■ WHAT NEEDS TO BE DONE
Repeat what the lines below say, word for word, and skip every image.

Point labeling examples
....

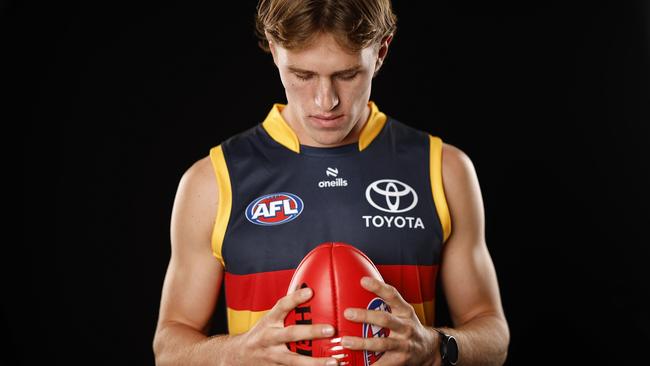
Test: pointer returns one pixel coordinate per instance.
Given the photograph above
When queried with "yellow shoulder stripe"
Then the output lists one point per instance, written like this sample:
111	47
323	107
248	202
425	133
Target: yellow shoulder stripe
224	202
437	187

....

■ COMPLETED TASK
Test: pointer returns one pixel coordinate per instance.
Given the photograph above
When queried with "yellow shoulder stripe"
Then the output lists one point per instance, written like this sample:
111	47
323	107
248	202
425	133
Target: yellow shoulder stripe
224	202
437	187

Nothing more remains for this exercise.